**EXERCISE DETAILS:**
Say whether each statement agrees with the triple-core lockstep passage below, answering yes or no and quoting the deciding words of the passage: (a) The MicroBlaze core can access all three BRAM memory blocks. (b) The PS dual-core ARM processor runs at 650 MHz. (c) The number of verification points is one more than the number of execution blocks.

**SUPPLIED PASSAGE:**
The proposed system architecture of TCLS consists of two ARM cores (*CPU0* and *CPU1*), a MicroBlaze core (*CPU2*), a module *Checker-Injector*, three dual-port BRAM memory blocks, an additional DDR SDRAM memory and other miscellaneous blocks (see Fig. 1). The MicroBlaze core was implemented in the PL side and is tripled at module level using the TMR scheme where each input/output port was linked to a majority vote. This scheme was introduced to protect the MicroBlaze core from soft errors that may occur in the configuration memory. This scheme also protects internal core memories from bit-flips. Besides, all cache levels available



Fig. 1. Block diagram of the proposed triple-core lockstep technique (TCLS)

for both ARM and MicroBlaze processor were disabled to improve device reliability [13].

As illustrated in Fig. 1, each ARM and MicroBlaze core is linked to its own private dual-port BRAM memory used to store the corresponding core application data and processor context. Processor cores, however, share external SDRAM memory that stores program instructions for each core at different locations. These three BRAM memory blocks are located in the PL portion of Zynq APSoC and are accessed by an individual AXI BRAM controller through an Advanced eXtensible Interface (AXI) interconnect block by both ARM cores. However, the MicroBlaze core can only access its own allocated BRAM memory through a private AXI BRAM controller (not shown in Fig. 1). Notice that BRAM Memory0 and BRAM Memory1 were secured against soft errors using TMR, while Error-Correcting Code (ECC) circuitry [14] was applied to both BRAM controllers associated with BRAM Memory2 for the same reason.

As shown in Fig. 1, the Checker-Injector module is attached to the second ports of BRAM Memory0 and BRAM Memory1 and has to objectives: firstly, to monitor the execution of the lockstep and verify the accuracy of CPU0 and CPU1 at each step; secondly, to inject faults into the system for testing purposes. This module is a custom-built IP which is implemented in Zynq APSoC's PL side; it is also protected against soft errors using TMR. Finally, though all of our system's PL components are clocked at  $\approx 91$  MHz, the PS dual-core ARM processor operates at 650 MHz.

#### B. Methodology

The proposed lockstep technique operates by running the same application concurrently in all three cores, where the application is partitioned into code execute blocks, i.e. portions of the original program code combined with redundant software code, i.e. consistency check, checkpoint and recovery routines. There is a verification point (VP) located between each code block. Also, a VP is positioned at the beginning

of the program code such that the number of VPs equals the number of execution blocks plus one.

**PROVIDED INFORMATION:**
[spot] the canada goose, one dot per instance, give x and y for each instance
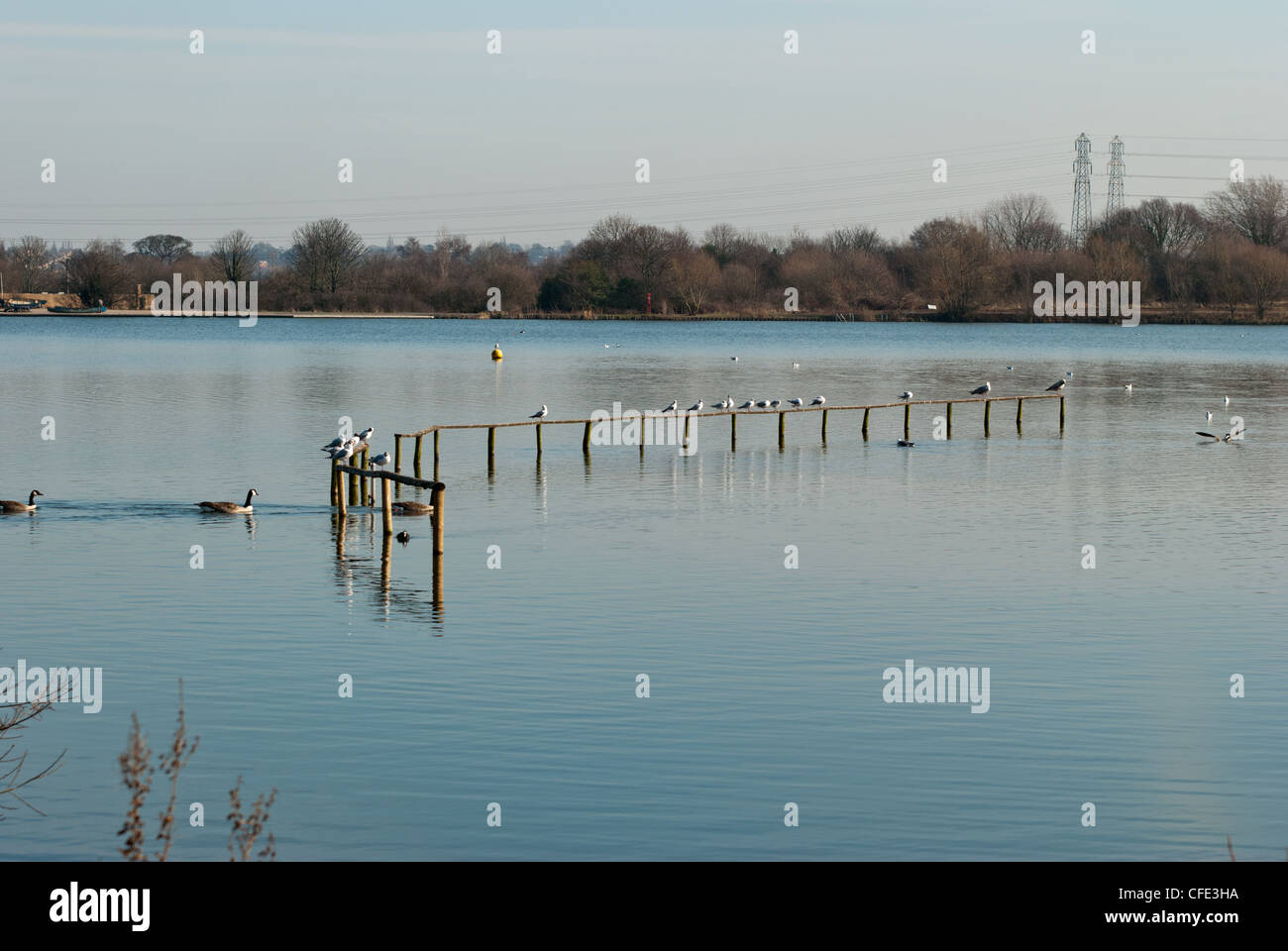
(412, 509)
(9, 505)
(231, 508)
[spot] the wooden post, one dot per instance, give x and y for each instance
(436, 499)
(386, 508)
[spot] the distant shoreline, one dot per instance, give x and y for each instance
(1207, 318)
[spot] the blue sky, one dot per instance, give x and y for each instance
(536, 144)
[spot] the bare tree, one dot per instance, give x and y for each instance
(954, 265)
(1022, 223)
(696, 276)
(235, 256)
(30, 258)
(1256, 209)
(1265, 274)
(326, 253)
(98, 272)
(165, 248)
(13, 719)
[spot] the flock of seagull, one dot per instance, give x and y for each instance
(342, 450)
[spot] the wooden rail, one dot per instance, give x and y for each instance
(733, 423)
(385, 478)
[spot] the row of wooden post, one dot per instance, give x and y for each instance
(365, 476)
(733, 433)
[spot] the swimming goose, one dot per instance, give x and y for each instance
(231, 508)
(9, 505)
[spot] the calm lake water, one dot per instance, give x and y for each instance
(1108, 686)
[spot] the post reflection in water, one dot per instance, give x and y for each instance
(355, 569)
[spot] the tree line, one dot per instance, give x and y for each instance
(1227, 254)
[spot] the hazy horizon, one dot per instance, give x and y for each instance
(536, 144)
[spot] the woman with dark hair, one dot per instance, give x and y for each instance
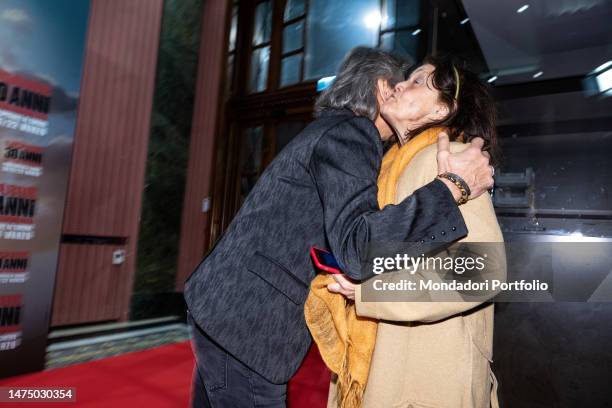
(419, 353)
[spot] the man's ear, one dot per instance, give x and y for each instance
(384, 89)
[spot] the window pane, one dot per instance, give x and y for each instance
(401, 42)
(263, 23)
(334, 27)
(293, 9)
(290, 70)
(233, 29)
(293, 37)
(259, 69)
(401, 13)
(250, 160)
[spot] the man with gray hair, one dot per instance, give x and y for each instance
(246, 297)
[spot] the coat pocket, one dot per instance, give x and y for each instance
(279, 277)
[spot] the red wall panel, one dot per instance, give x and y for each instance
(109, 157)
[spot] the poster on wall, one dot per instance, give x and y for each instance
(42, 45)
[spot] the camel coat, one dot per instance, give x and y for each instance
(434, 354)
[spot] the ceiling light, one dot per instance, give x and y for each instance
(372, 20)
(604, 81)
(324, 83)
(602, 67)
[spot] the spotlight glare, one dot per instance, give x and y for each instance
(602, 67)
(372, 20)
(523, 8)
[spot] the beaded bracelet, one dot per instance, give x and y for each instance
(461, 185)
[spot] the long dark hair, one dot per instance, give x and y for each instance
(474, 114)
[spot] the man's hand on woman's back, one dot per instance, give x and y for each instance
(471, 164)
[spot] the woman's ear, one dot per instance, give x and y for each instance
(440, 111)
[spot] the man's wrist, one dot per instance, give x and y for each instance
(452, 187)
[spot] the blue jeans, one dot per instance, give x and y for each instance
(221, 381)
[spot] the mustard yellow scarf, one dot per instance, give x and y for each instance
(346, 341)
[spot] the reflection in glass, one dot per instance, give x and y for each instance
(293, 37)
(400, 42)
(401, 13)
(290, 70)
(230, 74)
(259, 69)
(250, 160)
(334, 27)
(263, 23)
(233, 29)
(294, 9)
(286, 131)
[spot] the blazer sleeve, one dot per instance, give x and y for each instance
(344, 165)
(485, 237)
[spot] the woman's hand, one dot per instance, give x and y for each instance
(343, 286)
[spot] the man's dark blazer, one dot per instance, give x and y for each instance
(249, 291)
---
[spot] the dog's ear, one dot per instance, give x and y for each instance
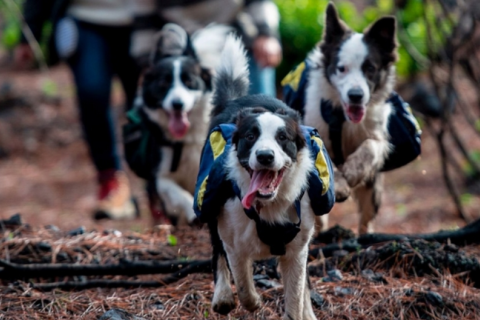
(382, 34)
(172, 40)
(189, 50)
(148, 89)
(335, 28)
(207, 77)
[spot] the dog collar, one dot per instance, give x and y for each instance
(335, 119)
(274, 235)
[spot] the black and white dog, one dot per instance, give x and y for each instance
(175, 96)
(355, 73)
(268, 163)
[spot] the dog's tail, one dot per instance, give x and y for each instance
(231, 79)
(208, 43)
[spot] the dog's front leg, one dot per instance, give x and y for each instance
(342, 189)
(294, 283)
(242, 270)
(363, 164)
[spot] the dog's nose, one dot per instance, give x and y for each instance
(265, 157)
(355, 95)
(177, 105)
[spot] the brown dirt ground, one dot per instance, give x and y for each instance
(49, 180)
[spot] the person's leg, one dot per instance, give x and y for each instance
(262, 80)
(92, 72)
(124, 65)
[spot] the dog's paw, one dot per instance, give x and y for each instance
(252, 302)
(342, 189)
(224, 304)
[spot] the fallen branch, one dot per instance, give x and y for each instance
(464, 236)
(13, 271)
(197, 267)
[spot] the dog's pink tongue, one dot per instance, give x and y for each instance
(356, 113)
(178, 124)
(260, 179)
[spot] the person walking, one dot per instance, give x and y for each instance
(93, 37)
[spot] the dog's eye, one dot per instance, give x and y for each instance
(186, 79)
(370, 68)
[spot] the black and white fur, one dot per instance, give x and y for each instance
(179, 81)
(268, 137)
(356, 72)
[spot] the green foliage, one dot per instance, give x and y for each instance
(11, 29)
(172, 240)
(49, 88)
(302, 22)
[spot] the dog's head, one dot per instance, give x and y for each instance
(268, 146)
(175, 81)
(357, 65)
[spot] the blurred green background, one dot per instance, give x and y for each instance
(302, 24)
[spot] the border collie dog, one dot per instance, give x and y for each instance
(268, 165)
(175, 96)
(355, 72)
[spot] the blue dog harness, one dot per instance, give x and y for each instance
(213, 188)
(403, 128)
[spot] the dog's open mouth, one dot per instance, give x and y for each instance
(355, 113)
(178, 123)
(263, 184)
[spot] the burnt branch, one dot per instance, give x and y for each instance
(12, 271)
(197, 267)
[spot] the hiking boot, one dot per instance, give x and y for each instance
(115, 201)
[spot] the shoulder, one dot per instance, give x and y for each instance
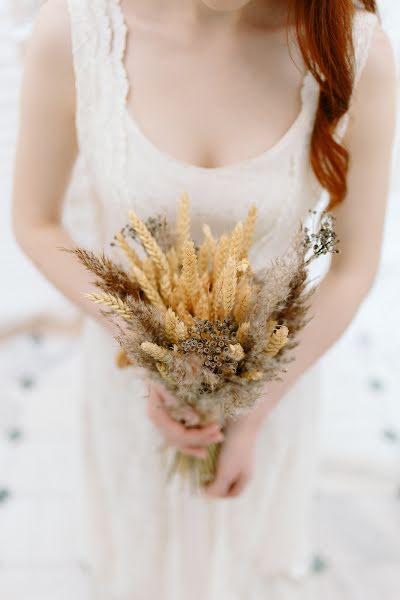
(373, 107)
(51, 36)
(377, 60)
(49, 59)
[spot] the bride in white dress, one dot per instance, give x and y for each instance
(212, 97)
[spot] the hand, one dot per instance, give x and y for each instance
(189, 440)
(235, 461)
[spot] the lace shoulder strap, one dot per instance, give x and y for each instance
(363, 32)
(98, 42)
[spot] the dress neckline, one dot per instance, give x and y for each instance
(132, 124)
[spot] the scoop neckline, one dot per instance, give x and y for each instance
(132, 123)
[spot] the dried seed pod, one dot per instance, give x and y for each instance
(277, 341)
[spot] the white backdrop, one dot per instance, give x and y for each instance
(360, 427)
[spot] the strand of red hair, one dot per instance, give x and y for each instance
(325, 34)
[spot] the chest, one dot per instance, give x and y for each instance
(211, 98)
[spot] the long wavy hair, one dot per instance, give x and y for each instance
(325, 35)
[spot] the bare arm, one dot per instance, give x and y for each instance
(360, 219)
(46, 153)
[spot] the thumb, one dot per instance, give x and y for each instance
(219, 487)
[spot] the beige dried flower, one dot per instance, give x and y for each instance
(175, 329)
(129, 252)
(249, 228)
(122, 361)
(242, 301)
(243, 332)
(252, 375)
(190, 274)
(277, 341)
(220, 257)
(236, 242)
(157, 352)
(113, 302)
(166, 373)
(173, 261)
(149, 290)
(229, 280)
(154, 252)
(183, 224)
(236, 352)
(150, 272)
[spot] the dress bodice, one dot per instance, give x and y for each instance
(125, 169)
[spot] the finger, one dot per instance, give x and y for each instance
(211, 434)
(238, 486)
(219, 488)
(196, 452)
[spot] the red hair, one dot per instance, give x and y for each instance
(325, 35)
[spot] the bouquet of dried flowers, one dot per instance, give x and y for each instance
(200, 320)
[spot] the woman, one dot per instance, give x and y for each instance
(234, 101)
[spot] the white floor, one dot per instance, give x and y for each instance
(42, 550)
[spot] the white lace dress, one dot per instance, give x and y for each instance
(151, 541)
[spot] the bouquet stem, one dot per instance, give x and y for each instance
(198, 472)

**TASK RESULT:**
(a) No: "the MicroBlaze core can only access its own allocated BRAM memory through a private AXI BRAM controller"
(b) Yes: "the PS dual-core ARM processor operates at 650 MHz"
(c) Yes: "the number of VPs equals the number of execution blocks plus one"